Work instructions
1. Answer these questions using the Depeche Mode article.
(a) Which number LP in the band's catalog is Delta Machine?
(b) Since what year has Dave Gahan been clean?
(c) What is Gahan currently preparing for, according to the final question?
2. Carry the Depeche Mode article forward from its final line.

With Delta Machine, Depeche Mode have once again decided to use experimental electronics as a vehicle to transport themselves deep into redemptive blues-pop territory. Or is pop structure the vehicle and the territory experimental? With a band whose influence has touched so many disparate genres over its thirty-year history, it’s hard to say. What’s clear, however, is Depeche Mode’s thirteenth LP is a veritable orgy of modular synthesis, unconventionally manipulated to shade the classic songwriting of Martin Gore and Dave Gahan even blacker than usual. Indeed, in the shadows is where the band, and especially frontman Dave Gahan, dwell most comfortably these days. Though Gahan has been clean since 1997, Delta Machine finds the unmistakable baritone articulating his thoughts on pain, addiction, and salvation as if they were a reoccurring dream. “In the darkness is where I find all my ideas of redemption, knowing and understanding,” Gahan recently told A.J. Samuels in New York City. Musically and visually, this translates into nothing less than a proclamation of the band’s ur-goth identity, as the recent video for “Heaven” proudly parades.
Dave, I know you’re currently in the process of prepping for Depeche Mode’s upcoming tour. What does that involve?

(Region annotation entries)
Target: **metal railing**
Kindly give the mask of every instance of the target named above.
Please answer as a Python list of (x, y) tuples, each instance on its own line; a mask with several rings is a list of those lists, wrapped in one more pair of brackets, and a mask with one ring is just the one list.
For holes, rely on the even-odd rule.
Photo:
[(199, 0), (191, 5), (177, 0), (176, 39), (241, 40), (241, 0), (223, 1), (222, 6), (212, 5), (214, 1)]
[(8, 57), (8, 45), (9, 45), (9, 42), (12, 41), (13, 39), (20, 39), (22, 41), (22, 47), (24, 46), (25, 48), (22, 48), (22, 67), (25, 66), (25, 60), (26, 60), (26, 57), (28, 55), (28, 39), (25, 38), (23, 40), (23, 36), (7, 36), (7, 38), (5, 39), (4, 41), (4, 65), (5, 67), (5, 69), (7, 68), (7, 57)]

Outputs in order
1.
(a) Delta Machine is Depeche Mode's thirteenth LP.
(b) Gahan has been clean since 1997.
(c) He is preparing for Depeche Mode's upcoming tour.

2.
Well, it starts out with putting together a list of songs that we want to play, particularly from other albums like Black Celebration, Music for the Masses, and Ultra—all of which ultimately should fit with Delta Machine. Which is to say it all has this strong combination of blues and electronics. Also, we’re thinking about reviving songs that we never really played that much, like “Barrel of a Gun”. Naturally you have to throw things in the fans want to hear. With us it’s a constant debate: “Should we do ‘Just Can’t Get Enough’?”—“I don’t know, should we?” You’ve got to look at it as a song that means a lot to a lot of hardcore fans, but when you do something from thirty years ago, it can be like putting on a pair of pants from thirty years ago: they don’t quite fit anymore, you know? You might really, really like them, but they might not, uh, work.
I know you’re opening up this tour again in Israel. Have you caught shit for playing there and has it affected you at all?
We probably have, but why should it? Music is universal. It’s the one thing that actually brings people together and crosses political boundaries. And politics doesn’t really come into music for us. We’ve always gone to places where we’ve been told not to or whatever. For us it’s an opportunity to play somewhere with a lot of people who’ve been listening to our music for a long time. And when we played there for the first time in front of forty or fifty thousand people, we could feel that they’ve been waiting for this to happen. It was the day after my birthday and I hadn’t even given it a thought until the entire stadium sang “Happy Birthday”, which Martin started. I have an MP3 of it.
Depeche Mode has straddled the line between pop and something more experimental from the very beginning, particularly in the use of sampling and sound design. It’s allowed you to have one foot firmly planted in the world of mass appeal while maintaining a more progressive musical vision. How do you understand the band’s relationship to the musical avant-garde, or at least less pop?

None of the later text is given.